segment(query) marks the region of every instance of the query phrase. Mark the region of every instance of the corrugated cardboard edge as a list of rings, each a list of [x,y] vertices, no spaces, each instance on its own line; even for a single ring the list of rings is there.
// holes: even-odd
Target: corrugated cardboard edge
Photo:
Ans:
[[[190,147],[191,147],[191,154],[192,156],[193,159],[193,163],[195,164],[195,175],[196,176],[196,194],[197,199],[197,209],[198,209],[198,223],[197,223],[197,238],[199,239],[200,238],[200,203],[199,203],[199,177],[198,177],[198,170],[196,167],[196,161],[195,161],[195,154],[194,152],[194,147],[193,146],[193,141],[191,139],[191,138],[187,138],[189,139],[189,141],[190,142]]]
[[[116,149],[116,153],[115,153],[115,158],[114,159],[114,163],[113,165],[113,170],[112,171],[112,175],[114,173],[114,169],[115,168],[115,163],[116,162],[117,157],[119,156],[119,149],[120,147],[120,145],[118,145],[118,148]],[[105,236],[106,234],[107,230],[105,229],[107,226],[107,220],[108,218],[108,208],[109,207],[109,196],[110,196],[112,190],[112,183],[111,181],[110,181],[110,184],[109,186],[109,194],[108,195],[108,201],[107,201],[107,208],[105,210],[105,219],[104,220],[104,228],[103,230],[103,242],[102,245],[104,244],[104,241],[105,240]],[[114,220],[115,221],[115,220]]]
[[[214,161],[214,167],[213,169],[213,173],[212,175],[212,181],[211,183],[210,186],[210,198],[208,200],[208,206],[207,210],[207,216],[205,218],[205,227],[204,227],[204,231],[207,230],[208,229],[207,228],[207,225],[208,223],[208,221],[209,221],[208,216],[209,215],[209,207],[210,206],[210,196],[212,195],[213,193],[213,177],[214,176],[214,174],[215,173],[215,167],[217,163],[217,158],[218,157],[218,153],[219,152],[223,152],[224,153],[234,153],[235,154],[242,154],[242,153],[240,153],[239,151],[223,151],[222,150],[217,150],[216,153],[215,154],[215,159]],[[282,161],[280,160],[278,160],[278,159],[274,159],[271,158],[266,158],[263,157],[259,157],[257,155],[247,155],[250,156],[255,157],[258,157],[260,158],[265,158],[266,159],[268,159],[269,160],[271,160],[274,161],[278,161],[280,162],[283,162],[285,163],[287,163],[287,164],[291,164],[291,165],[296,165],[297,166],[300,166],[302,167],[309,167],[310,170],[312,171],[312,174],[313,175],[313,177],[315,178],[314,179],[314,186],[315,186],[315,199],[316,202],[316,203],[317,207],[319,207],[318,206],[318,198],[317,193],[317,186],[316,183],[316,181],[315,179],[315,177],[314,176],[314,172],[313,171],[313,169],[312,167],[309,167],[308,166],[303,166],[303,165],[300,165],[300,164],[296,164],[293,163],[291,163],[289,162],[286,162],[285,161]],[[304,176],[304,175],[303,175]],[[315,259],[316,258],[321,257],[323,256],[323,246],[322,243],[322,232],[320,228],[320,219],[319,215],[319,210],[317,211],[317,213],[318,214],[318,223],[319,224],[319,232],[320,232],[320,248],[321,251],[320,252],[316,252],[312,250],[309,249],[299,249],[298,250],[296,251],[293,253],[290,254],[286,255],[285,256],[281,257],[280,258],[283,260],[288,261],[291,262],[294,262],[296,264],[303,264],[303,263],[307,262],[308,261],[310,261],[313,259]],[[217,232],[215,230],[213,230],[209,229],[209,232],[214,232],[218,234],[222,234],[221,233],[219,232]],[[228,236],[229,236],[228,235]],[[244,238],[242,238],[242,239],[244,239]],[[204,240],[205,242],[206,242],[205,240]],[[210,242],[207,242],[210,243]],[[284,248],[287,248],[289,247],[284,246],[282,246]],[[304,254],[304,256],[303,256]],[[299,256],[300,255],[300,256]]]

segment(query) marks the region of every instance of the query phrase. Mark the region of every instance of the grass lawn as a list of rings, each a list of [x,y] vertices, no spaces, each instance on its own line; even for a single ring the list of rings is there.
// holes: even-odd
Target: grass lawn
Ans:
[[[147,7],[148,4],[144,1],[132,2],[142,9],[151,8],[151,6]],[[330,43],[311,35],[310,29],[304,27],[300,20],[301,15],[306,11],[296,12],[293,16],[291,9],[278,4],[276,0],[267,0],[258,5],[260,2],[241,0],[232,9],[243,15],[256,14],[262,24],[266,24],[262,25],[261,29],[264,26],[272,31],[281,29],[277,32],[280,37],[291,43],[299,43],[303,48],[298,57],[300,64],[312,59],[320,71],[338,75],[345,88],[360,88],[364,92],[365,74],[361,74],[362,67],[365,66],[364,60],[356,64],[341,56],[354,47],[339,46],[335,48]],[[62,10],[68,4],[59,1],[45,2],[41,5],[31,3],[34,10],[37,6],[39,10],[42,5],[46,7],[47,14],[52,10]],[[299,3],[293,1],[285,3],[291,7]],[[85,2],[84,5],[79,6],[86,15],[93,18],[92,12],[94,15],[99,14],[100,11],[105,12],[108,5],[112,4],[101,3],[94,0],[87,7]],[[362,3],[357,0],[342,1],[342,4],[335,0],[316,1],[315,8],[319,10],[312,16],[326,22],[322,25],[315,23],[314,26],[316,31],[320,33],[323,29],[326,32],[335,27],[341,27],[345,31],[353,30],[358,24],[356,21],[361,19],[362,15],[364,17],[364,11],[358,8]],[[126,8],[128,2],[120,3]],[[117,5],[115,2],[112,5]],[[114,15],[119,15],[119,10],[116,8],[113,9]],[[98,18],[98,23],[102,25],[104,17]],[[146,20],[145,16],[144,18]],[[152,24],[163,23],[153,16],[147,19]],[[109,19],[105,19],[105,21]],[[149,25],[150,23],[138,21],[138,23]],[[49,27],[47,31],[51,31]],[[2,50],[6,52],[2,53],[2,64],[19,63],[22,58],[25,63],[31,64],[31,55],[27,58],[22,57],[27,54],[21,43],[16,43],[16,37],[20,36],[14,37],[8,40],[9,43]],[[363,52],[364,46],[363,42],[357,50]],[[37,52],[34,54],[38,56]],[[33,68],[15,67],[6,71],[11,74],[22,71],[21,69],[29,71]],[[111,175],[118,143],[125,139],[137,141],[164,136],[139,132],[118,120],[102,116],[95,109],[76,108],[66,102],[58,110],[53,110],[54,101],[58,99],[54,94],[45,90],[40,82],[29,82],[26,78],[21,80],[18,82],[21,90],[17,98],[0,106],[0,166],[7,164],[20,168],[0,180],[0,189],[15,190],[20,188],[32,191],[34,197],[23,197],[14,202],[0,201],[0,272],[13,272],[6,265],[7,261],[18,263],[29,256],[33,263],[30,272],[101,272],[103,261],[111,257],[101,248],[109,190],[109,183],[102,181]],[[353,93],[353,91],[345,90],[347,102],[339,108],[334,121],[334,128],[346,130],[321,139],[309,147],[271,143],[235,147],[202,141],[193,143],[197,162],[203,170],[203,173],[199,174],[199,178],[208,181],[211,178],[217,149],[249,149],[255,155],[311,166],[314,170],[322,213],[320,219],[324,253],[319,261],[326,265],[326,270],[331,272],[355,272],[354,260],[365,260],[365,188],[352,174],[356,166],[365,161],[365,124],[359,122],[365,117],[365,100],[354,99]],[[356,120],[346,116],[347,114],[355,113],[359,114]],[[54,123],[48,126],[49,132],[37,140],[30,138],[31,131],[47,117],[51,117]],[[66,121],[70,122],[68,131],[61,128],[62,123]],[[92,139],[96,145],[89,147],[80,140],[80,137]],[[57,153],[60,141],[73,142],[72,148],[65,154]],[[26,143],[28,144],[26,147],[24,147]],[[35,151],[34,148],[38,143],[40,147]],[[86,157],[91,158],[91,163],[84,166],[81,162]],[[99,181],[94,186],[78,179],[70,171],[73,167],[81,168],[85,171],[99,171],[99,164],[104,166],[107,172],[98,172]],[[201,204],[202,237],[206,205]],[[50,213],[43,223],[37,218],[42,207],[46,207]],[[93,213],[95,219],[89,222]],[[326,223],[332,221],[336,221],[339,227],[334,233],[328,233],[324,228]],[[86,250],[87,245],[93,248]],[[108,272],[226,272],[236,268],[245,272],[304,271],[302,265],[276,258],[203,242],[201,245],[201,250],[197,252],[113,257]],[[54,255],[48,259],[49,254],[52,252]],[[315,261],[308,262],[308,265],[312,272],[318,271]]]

| Do this |
Collect every line from the entries above that contains the word "phrase", copying each line unchanged.

| Exercise output |
segment(query) marks the region of every instance of the query phrase. Mark the region of every instance of the corrugated cardboard edge as a list of rings, each a list of [x,y] vertices, no spaces, each instance on its own line; even for a single ring the list of rings is there.
segment(query) marks the region of every instance of the query phrase. Mark the region of every instance of the grass lawn as a list of rings, each a list of [x,y] vertices, no spaces, each instance on its own line; even for a single ring the list of rings is there.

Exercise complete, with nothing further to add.